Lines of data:
— Begin —
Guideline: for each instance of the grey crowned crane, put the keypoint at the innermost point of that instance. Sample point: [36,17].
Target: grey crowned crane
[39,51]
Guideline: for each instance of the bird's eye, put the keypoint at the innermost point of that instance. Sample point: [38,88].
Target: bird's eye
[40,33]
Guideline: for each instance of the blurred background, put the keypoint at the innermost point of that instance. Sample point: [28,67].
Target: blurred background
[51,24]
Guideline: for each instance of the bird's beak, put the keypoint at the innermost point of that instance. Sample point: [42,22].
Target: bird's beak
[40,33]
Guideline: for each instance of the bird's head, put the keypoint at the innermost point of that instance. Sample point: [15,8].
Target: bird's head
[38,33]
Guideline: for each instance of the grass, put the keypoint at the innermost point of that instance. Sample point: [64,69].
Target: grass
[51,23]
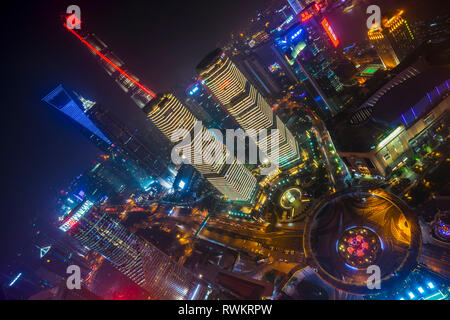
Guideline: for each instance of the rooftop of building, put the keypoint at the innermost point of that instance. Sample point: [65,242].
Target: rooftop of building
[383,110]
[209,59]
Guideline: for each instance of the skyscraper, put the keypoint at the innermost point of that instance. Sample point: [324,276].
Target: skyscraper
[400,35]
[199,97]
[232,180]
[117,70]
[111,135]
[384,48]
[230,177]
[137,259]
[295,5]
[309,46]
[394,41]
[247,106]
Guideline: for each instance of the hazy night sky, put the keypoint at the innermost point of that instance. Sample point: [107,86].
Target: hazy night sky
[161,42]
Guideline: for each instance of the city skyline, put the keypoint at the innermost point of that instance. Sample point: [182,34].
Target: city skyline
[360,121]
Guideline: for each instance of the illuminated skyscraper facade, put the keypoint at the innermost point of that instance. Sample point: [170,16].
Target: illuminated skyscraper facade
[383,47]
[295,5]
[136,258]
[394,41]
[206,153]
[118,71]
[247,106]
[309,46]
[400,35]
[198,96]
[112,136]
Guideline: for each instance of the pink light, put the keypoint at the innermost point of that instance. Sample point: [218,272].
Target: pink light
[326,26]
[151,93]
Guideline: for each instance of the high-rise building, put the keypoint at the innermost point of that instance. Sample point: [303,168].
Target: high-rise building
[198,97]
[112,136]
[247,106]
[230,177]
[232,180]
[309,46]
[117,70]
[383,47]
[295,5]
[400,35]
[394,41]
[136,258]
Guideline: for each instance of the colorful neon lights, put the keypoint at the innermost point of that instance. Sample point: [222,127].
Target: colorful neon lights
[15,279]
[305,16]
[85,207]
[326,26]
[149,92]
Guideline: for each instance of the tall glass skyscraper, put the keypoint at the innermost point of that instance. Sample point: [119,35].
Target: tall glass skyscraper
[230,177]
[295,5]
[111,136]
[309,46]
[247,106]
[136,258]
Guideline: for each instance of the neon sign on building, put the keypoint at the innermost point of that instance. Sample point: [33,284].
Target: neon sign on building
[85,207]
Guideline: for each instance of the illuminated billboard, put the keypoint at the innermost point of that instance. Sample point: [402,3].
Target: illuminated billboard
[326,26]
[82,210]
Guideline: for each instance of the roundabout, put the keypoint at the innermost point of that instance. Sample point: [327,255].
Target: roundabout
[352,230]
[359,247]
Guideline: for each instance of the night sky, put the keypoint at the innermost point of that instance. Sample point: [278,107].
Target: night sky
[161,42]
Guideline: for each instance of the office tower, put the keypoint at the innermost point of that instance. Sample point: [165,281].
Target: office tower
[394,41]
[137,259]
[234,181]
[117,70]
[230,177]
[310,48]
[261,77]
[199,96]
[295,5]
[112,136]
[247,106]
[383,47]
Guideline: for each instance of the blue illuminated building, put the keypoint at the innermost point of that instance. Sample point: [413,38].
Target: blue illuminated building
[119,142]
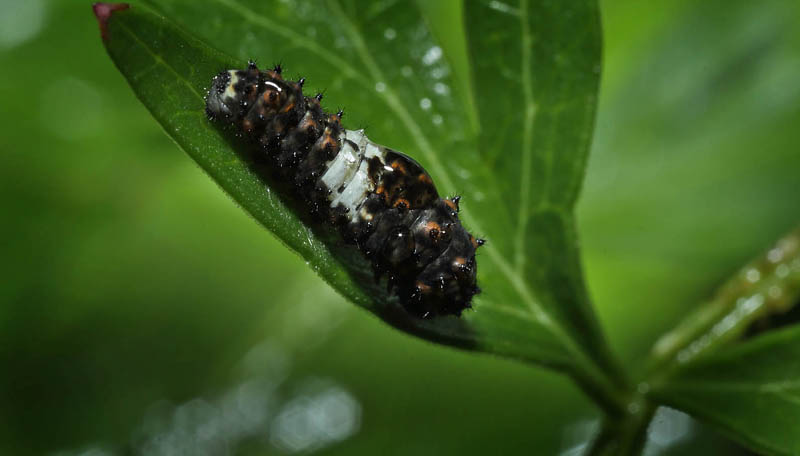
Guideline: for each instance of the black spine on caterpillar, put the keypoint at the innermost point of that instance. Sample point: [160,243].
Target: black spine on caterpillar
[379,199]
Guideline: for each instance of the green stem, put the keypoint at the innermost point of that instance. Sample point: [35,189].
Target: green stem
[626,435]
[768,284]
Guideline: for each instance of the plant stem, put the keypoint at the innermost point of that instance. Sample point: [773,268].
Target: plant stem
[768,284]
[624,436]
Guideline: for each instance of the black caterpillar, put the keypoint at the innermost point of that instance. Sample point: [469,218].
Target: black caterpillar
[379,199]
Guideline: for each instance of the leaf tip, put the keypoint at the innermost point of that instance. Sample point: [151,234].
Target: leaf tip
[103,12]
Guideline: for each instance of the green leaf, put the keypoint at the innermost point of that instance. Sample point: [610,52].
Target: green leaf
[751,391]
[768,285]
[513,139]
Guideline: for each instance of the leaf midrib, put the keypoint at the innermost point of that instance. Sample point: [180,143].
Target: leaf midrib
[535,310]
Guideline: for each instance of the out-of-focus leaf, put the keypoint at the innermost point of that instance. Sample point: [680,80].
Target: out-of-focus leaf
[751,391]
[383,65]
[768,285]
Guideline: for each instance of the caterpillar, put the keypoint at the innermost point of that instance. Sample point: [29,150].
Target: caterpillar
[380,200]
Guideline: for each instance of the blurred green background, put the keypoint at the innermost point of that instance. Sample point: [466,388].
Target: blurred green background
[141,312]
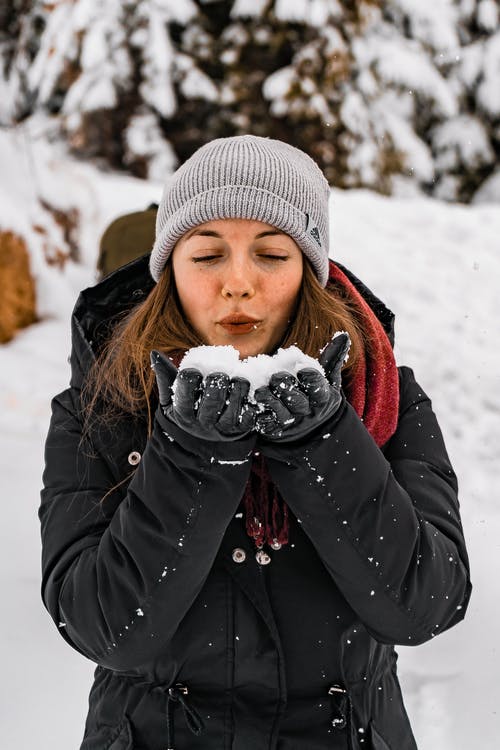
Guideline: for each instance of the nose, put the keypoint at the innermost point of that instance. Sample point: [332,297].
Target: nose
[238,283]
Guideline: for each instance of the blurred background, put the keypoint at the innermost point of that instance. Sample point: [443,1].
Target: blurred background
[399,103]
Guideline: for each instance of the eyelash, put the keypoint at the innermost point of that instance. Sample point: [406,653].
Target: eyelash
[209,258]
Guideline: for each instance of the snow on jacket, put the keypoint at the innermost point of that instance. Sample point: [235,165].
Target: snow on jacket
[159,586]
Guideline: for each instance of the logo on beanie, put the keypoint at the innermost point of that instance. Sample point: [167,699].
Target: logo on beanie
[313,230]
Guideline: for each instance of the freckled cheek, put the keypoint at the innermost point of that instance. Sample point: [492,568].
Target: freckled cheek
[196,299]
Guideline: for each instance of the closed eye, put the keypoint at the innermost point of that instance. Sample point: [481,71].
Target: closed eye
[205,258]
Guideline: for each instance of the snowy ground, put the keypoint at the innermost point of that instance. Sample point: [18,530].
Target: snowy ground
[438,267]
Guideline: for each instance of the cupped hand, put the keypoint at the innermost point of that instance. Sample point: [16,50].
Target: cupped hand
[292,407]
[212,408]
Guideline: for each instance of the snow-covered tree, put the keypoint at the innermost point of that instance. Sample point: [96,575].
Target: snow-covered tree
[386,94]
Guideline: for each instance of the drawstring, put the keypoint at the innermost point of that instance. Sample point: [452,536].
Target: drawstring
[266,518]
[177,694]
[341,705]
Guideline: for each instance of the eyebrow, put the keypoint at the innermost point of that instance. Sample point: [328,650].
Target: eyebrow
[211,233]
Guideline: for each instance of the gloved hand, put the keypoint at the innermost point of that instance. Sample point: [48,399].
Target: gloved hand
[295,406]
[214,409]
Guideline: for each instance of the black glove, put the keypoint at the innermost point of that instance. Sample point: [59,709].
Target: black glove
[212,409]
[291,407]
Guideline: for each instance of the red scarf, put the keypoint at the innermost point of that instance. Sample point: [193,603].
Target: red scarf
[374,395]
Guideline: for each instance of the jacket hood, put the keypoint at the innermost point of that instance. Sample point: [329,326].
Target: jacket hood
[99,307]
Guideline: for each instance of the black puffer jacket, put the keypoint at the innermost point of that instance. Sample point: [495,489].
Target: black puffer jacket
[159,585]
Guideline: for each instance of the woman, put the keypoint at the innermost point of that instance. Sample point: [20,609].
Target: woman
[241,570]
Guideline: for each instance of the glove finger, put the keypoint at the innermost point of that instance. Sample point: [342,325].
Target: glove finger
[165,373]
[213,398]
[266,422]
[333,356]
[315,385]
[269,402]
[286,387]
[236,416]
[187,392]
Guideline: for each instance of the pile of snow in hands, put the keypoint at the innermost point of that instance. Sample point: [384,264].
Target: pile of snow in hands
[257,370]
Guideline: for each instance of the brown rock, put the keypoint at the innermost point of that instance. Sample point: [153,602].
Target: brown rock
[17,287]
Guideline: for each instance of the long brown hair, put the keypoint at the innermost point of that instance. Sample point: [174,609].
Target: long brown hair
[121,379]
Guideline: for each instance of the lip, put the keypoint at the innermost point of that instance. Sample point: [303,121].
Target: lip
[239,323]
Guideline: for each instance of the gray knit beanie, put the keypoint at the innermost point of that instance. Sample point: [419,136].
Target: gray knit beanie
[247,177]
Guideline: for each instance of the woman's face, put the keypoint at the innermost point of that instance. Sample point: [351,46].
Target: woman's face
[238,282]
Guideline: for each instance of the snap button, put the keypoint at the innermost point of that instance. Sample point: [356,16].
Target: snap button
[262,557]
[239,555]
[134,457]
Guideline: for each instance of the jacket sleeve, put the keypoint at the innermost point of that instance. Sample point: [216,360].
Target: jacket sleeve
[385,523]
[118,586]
— End —
— Begin —
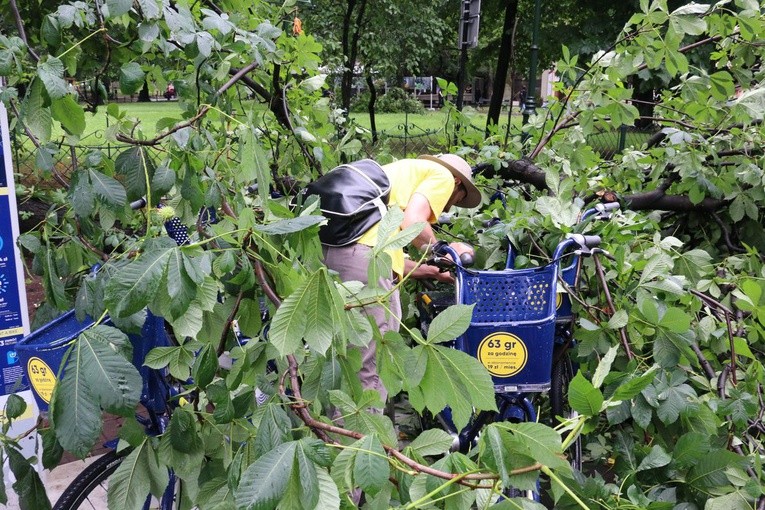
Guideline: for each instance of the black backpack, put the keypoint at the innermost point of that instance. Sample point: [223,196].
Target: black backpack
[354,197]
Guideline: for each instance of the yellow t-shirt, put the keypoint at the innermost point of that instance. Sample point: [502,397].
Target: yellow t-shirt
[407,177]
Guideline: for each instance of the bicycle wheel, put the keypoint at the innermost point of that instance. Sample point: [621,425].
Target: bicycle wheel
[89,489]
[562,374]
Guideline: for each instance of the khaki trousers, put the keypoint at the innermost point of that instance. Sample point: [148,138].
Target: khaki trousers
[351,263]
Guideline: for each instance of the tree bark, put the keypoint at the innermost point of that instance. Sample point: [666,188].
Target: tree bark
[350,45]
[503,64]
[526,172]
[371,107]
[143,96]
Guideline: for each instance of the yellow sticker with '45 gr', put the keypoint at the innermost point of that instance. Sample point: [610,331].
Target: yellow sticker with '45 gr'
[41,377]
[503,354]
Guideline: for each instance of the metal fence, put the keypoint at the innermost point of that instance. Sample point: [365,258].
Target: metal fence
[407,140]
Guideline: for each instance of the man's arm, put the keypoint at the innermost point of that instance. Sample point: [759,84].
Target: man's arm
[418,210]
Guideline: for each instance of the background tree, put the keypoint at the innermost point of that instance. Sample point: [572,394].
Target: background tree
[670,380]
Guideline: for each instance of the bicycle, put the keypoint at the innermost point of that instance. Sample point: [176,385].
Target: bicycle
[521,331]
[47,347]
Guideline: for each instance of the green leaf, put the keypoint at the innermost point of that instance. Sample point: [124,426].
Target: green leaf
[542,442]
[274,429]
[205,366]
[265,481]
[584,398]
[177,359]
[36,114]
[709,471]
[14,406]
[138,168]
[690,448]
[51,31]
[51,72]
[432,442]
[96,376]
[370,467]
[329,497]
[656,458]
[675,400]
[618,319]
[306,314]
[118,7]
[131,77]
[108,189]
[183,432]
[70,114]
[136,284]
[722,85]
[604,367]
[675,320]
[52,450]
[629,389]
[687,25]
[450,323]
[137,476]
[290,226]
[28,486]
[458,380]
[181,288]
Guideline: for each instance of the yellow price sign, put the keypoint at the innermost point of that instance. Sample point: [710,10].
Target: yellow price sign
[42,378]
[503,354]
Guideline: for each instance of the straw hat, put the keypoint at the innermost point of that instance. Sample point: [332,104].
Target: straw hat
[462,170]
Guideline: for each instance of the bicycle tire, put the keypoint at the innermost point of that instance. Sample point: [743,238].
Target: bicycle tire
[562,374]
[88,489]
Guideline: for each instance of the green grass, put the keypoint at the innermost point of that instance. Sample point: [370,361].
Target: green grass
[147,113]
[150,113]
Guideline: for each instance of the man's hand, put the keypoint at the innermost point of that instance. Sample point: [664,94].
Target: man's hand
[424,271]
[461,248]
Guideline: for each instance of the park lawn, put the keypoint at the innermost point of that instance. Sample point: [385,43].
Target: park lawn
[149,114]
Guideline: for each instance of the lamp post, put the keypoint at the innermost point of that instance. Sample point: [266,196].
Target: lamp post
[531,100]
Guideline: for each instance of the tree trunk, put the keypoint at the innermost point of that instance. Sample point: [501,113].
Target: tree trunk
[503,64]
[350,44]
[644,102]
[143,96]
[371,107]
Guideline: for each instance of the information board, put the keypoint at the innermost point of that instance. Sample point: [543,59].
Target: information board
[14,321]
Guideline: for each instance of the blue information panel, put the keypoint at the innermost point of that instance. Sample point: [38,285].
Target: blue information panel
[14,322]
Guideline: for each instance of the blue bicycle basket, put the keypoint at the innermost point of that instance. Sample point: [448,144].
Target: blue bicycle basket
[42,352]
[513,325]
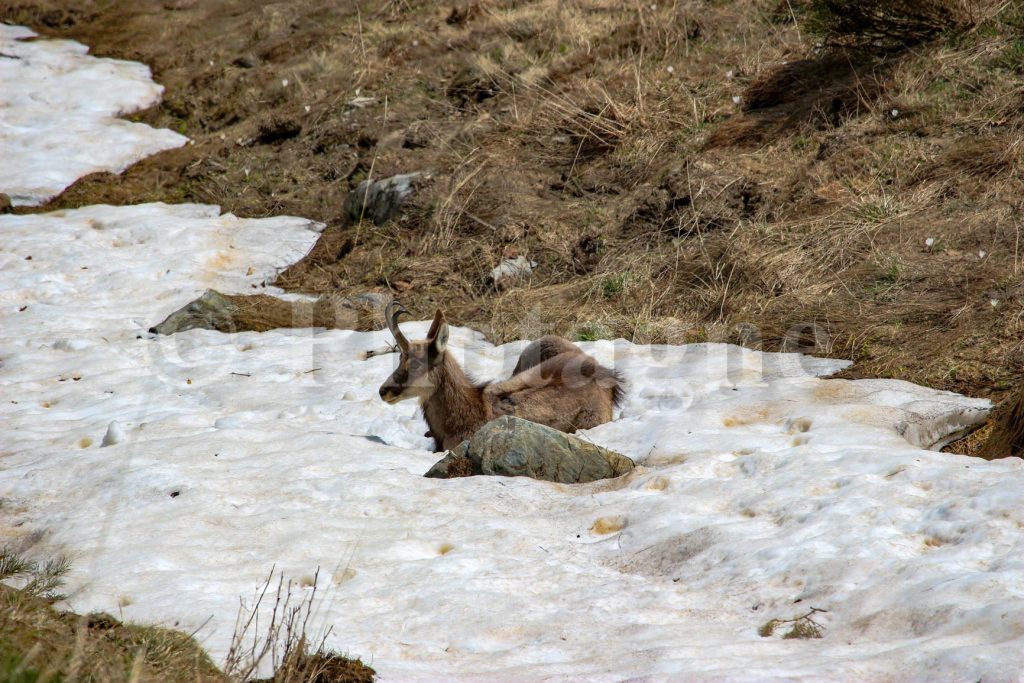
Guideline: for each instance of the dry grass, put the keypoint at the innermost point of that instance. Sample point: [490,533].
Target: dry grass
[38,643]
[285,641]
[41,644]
— End —
Pull out every line of the material that contains the string "tree", matching case exactly.

Guideline: for each instance of the snow-covered tree, put the keypoint at the innermost point of that instance. Sample point: [96,575].
Target: snow-covered tree
Guideline: for each instance of the tree bark, put the keypoint at the innermost point of that instance. Sample point: [666,188].
Target: tree bark
Guideline: for each instance of the background tree, put the keypoint at the innermost point of that instance. Sample point: [572,394].
Target: background tree
Guideline: for each instance of the tree trunk, put the keypoint at the innermost point of that instance. Sample point: [501,113].
Target: tree trunk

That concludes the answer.